→ Selected passage:
- Opening Delimiter -

Cancer diagnosis and the hurricane that will follow


I had a bothersome mole removed from my neck and it came back as a melanoma. No news on staging yet. That will follow a surgery and lymph node testing. I imagine the next few weeks will contain enough medical encounters to develop an allergy to white lab coats.

I will post snippets of the adventures. Please don’t look for any sort stirring let’s all be strong and fight cancer stuff. If you get diagnosed with a melanoma, you basically face treating it or waiting to let it likely kill you.

So, of course you do what can be done right off the bat to see this freeloader can be sent packing.

The worst thing to me about a mortal risk is that it is hard on the rest of the family. I worry more about them than me. All I have to do is get cut on, poked with needles, have my innards dyed, get bathed in lots of radiation, maybe get to swallow several highly toxic chemicals, and maybe some other things even less enjoyable.

- Closing Delimiter -

→ Dataset excerpts:

- Opening Delimiter -

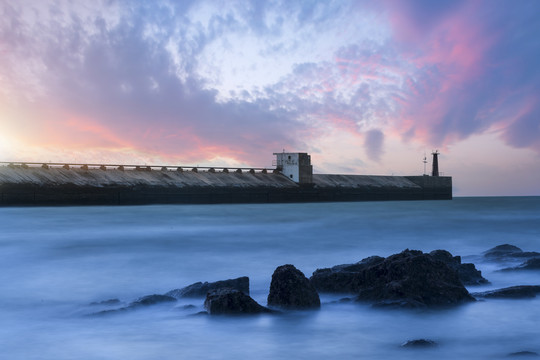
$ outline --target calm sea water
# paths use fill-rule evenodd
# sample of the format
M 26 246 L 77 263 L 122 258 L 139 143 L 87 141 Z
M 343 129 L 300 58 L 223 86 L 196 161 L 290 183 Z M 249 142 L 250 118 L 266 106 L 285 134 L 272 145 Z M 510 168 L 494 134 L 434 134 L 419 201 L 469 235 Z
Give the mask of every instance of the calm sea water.
M 449 310 L 336 303 L 279 316 L 208 317 L 203 300 L 102 317 L 94 301 L 129 303 L 197 281 L 249 276 L 266 305 L 274 269 L 307 276 L 406 248 L 446 249 L 491 281 L 540 284 L 540 272 L 481 253 L 540 251 L 540 198 L 274 205 L 0 209 L 0 349 L 7 359 L 493 359 L 540 353 L 540 299 Z M 195 308 L 185 308 L 194 305 Z M 429 338 L 431 349 L 405 349 Z

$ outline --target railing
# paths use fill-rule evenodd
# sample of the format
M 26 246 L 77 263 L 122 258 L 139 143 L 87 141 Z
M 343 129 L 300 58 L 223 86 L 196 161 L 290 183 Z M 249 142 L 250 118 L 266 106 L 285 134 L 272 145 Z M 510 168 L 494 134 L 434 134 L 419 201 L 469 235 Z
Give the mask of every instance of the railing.
M 274 172 L 276 169 L 269 168 L 256 168 L 256 167 L 227 167 L 227 166 L 178 166 L 178 165 L 125 165 L 125 164 L 82 164 L 82 163 L 60 163 L 60 162 L 26 162 L 26 161 L 0 161 L 0 164 L 7 165 L 11 168 L 36 168 L 41 167 L 44 169 L 57 168 L 70 170 L 72 168 L 78 168 L 81 170 L 134 170 L 134 171 L 191 171 L 199 172 L 205 171 L 210 173 L 220 172 L 229 173 L 243 173 L 248 172 L 254 174 L 256 172 L 266 174 L 268 172 Z

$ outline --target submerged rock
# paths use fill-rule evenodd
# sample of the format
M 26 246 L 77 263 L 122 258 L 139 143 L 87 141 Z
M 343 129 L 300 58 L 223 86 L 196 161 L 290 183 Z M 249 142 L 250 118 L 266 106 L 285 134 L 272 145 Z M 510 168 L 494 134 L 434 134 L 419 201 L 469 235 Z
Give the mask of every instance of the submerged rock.
M 484 257 L 490 260 L 515 260 L 522 258 L 540 257 L 535 251 L 523 251 L 515 245 L 503 244 L 484 252 Z
M 320 292 L 358 293 L 361 287 L 359 273 L 370 266 L 384 261 L 383 257 L 371 256 L 355 264 L 336 265 L 332 268 L 317 269 L 309 279 Z
M 530 357 L 538 357 L 538 353 L 534 351 L 517 351 L 515 353 L 510 353 L 508 356 L 530 356 Z
M 140 299 L 135 300 L 134 302 L 129 304 L 128 307 L 149 306 L 149 305 L 155 305 L 155 304 L 160 304 L 164 302 L 175 302 L 175 301 L 176 301 L 176 298 L 173 298 L 172 296 L 168 296 L 168 295 L 157 295 L 157 294 L 146 295 Z
M 318 309 L 321 300 L 315 287 L 294 265 L 278 266 L 272 274 L 268 306 L 285 309 Z
M 518 266 L 502 269 L 501 271 L 512 271 L 512 270 L 540 270 L 540 257 L 534 257 L 521 263 Z
M 236 279 L 221 280 L 216 282 L 196 282 L 181 289 L 171 290 L 165 295 L 175 297 L 177 299 L 183 297 L 204 297 L 211 291 L 219 289 L 236 289 L 249 295 L 249 278 L 247 276 Z
M 437 346 L 437 343 L 433 340 L 429 339 L 415 339 L 415 340 L 408 340 L 401 344 L 401 347 L 406 348 L 426 348 L 426 347 L 434 347 Z
M 458 274 L 418 250 L 405 250 L 363 270 L 357 300 L 399 307 L 448 306 L 474 301 Z
M 487 282 L 473 264 L 448 251 L 430 254 L 405 250 L 387 258 L 366 258 L 356 264 L 318 269 L 311 283 L 319 291 L 358 294 L 358 301 L 375 306 L 424 307 L 474 301 L 459 274 L 468 283 Z
M 249 295 L 236 289 L 217 289 L 209 292 L 204 307 L 210 315 L 243 315 L 270 313 Z
M 462 264 L 461 256 L 452 256 L 452 254 L 446 250 L 434 250 L 430 252 L 429 255 L 436 260 L 444 262 L 451 269 L 456 270 L 463 285 L 489 284 L 489 281 L 482 276 L 482 272 L 477 270 L 474 264 Z
M 96 305 L 113 306 L 113 305 L 119 305 L 119 304 L 121 304 L 121 301 L 119 299 L 109 299 L 109 300 L 103 300 L 103 301 L 94 301 L 94 302 L 90 303 L 91 306 L 96 306 Z
M 475 298 L 527 299 L 534 298 L 537 294 L 540 294 L 539 285 L 518 285 L 503 289 L 472 293 L 471 295 Z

- Closing Delimiter -

→ Directions:
1. In the post about the melanoma diagnosis, put the sentence "I worry more about them than me." into Spanish.
2. Write a few more sentences of the post about the melanoma diagnosis, picking up after its final sentence.

→ List of answers:
1. Me preocupo más por ellos que por mí.

2.
Meanwhile, they get to worry a lot.

The irony is that cancer isn’t the disease I feared the most. The scariest illness to me is Alzheimer’s. Sure, cancer can kill your body (let’s hope it doesn’t!), but hopefully my mind will still hold out whatever happens.

Look for updates as I feel like writing them. My family has a strain of gallows humor running through our DNA which I find comforting now. It is likely from the Irish in me.

We not only laugh at death at times — we put a whoopee cushion in his seat when he isn’t looking.